> [EXTRAIT DE LA PAGE]:
##########
LES ENTREVUES DE 1903-1904
Le 1er mai 1903 - Le président
Loubet accueillant le roi Édouard VII à la gare du Bois de
Boulogne
1904-2004
iL
Y A CENT ANS, L'ENTENTE CORDIALE ...
Extraits
de "Entente cordiale, un rapprochement inspéré." - Marc
Russeil - IEC Éditions - Marseille
2004
1.
DÉFINIR L'ENTENTE CORDIALE
C’est
en 1831 dans la bouche de Lord Palmerston pourtant peu
favorable à la France, qu’apparaît l’expression Entente
cordiale. Guizot dix ans plus tard s’en servira pour
définir les relations entre la France de Louis-Philippe et la
Grande-Bretagne de Victoria. En 1904, il s’agit donc plutôt
d’un renouveau de l’Entente cordiale.
Entendre,
du latin Intedere (être attentif à), avait dès le
XVIIe siècle, le sens d’ouïr en plus de celui de comprendre
. L’Entente, mot qui apparaît au XIIe siècle
était et reste la compréhension mutuelle.
Quant au mot Cordial(e),
son sens est plus clair. Du latin cordialis (qui
part du cœur), il exprime un sens affectueux. L’Entente
cordiale se définit donc comme une compréhension
mutuelle et affective.
2.
##########
> [DONNÉES FOURNIES]:
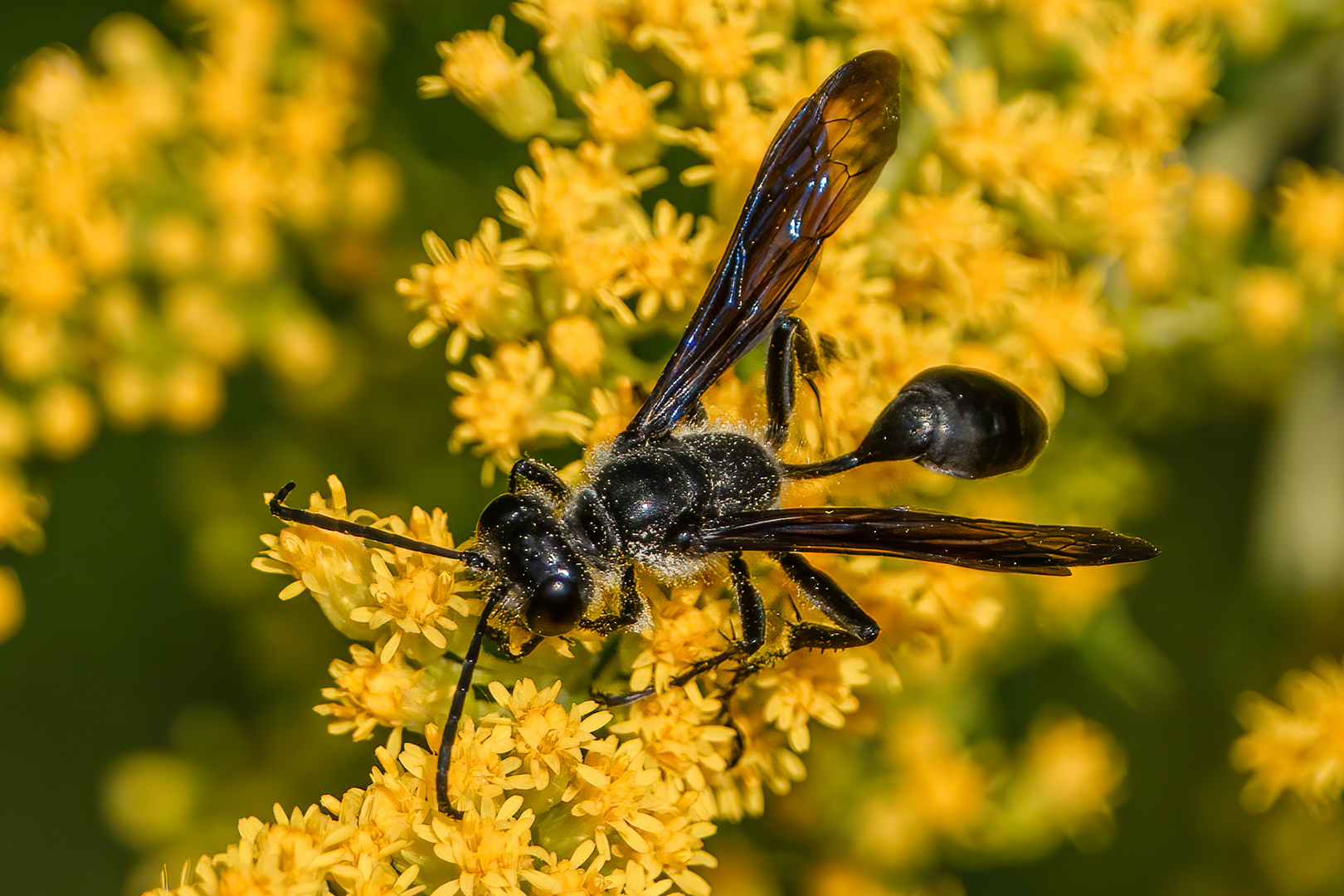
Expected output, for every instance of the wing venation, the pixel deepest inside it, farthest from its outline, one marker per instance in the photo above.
(919, 535)
(821, 164)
##########
> [CONSIGNE 1]: Relevez toutes les personnes nommées dans l'extrait sur l'Entente cordiale.
> [CONSIGNE 2]: Renvoyez tel quel le passage de l'extrait sur l'Entente cordiale qui va de « LES ENTREVUES DE » jusqu'à « L'ENTENTE CORDIALE ... » inclus.
> [CONSIGNE 3]: Reprenez, s'il vous plaît, l'extrait sur l'Entente cordiale là où il s'arrête et poursuivez-le.
Les données n'interviennent pas dans cet exercice.

> [RÉPONSE 1]:
- Loubet (le président)
- Édouard VII (le roi)
- Marc Russeil
- Lord Palmerston
- Guizot
- Louis-Philippe
- Victoria

> [RÉPONSE 2]:
LES ENTREVUES DE 1903-1904
Le 1er mai 1903 - Le président
Loubet accueillant le roi Édouard VII à la gare du Bois de
Boulogne
1904-2004
iL
Y A CENT ANS, L'ENTENTE CORDIALE ...

> [RÉPONSE 3]:
ENTRE ENTENTE ET MÉSENTENTE
2 septembre 1843 - Eu
|
La première Entente cordiale
|
Février 1854
|
Traité d'alliance contre la Russie
|
Août 1855
- Paris
|
Visite de Victoria et Albert
|
1860 - Paris
|
Traité de libre échange
|
Novembre 1876
|
Condominium franco-anglais
|
Juillet 1882
- Égypte
|
Fin du Condominium
|
3 novembre 1898 - Fachoda
|
Abandon de Fachoda
|
1er mai 1903
- Paris
|
Visite d'Édouard VII
|
6 juillet 1903 - Londres
|
Visite d’Émile Loubet
|
8 avril 1904
- Londres
|
Accords du 8 avril 1904
|
Janvier-avril 1906 - Espagne
|
Conférence d’Algésiras
|
1908 - Londres
|
Exposition franco-britannique
|
1er août 1914
|
Première Guerre Mondiale
|
3.
LA PREMIÈRE ENTENTE CORDIALE
2
Septembre 1843
Faisant suite à la convention
des détroits signée à Londres en 1841, la rencontre
officielle à Eu entre Victoria alors âgée de 24 ans et
l’anglophile septuagénaire Louis-Philippe, inaugura une ère de
rapprochement entre la France et la Grande-Bretagne.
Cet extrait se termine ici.